• _Extracted records_:
▶

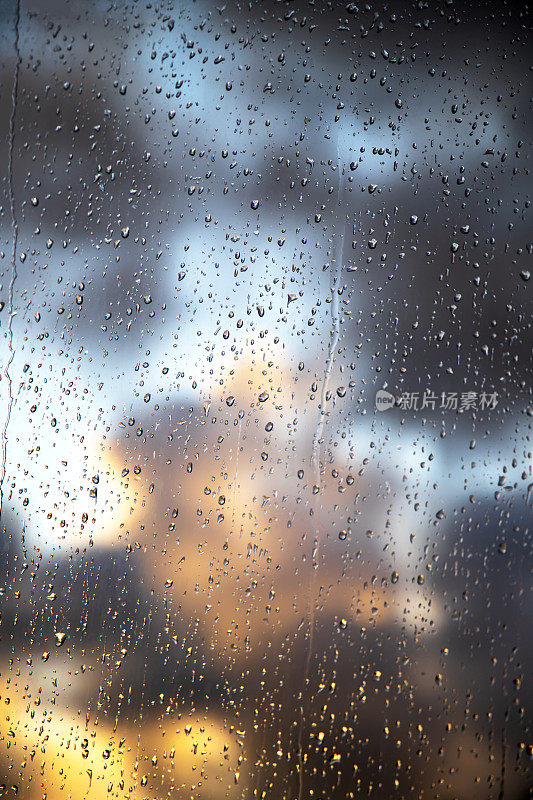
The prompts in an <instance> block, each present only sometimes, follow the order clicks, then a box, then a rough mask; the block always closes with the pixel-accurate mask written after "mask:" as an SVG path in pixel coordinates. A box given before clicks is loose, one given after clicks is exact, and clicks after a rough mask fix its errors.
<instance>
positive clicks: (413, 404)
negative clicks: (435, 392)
mask: <svg viewBox="0 0 533 800" xmlns="http://www.w3.org/2000/svg"><path fill="white" fill-rule="evenodd" d="M497 405H498V393H497V392H471V391H469V392H440V394H435V393H433V392H431V391H429V390H425V391H424V392H403V393H402V394H401V395H400V396H399V397H398V398H396V397H394V395H393V394H391V393H390V392H387V391H385V390H384V389H379V390H378V392H376V409H377V410H378V411H387V410H388V409H389V408H392V407H393V406H398V407H399V408H401V409H403V410H404V411H425V410H428V411H435V410H436V409H439V408H440V409H444V410H446V411H484V410H485V409H494V408H496V406H497Z"/></svg>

◀

• _Task statement_:
Scan the data above and copy each line containing the word "instance".

• _Solution_:
The prompts in an <instance> block, each present only sometimes, follow the order clicks, then a box, then a rough mask; the block always closes with the pixel-accurate mask written after "mask:" as an SVG path in pixel coordinates. A box given before clicks is loose, one given after clicks is exact, and clicks after a rough mask fix its errors.
<instance>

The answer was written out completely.